Short exercise 1
In the landlord column, which three improvements does the answer list as alternatives to ending the rental agreement?
Short exercise 2
Please continue the landlord column from the point where it ends.
## start Supplied passage
Principal Broker & Director of Property Management Hawaii Reserves, Inc.
National Association of Residential Property Managers
Regional Vice President / Past President, Oahu Chapter

Q. A couple has rented from me for a long time in a second story walk-up. The wife is now having a problem walking and I am afraid that she may fall. I do not want to renew their lease based on this. Otherwise they pay on time and take good care of the property. Am I within my rights to make them move based on her declining health?

A. This is a very good question because these kinds of circumstances confront landlords more often than we realize. In our litigious society, landlords are very conscious of potential personal injury lawsuits and property liability claims. Such concerns often put a landlord in a position to have to make a quick decision in order to avoid claims and protect his or her interests. Occasionally though, landlords decide too quickly.

Let’s take this case. Your tenants are a couple who have in every way appeared to perform their responsibilities as stated (we assume) in their rental agreement. Through no fault of the property owner nor the property itself, and certainly through no fault of the tenants, one of them is aging and now is perceived to have difficulty walking up the stairs.

What makes this interesting is that rather than, for example, installing railings, non-slip walking pads, or better lighting, the property owner has first considered terminating the rental agreement. This may be a defensive maneuver to preempt legal action in the event of a slip, fall, or other personal injury. But there is value in performing all or some of the above repairs anyway, which are not only constructive steps to make the property safer and easier to access for tenants, no matter their age or physical condition, but also could add value and safety to the property.
## end Supplied passage
## start Data section
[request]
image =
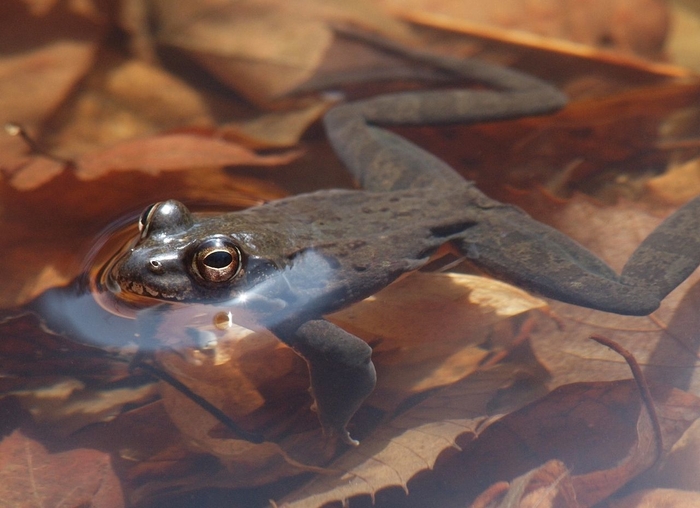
## end Data section
Final answer 1
Installing railings, non-slip walking pads, or better lighting.

Final answer 2
But for the sake of discussion, the specific question that needs to be addressed is whether or not the landlord is within his or her rights to make the tenant move based on her failing health. To answer it properly, a key component of the case needs to be provided that is the type of rental agreement currently in place. For example, if this is a fixed term lease, let’s say for a 12 month period and now in the 7th month, then it would be difficult to make the tenant move due to failing health.

Whether or not the tenant would claim discrimination based on age is unknown, but terminating a tenant during a fixed lease based solely on the landlord’s perception that the tenant may fall is precarious. If, however, this is a month-to-month lease, then the landlord has only to give the tenant a 45-day notice to vacate and does not have to give a reason to the tenant. In the end, if a landlord desires to have a tenant move, then it is best to review the rental agreement and act as the law prescribes.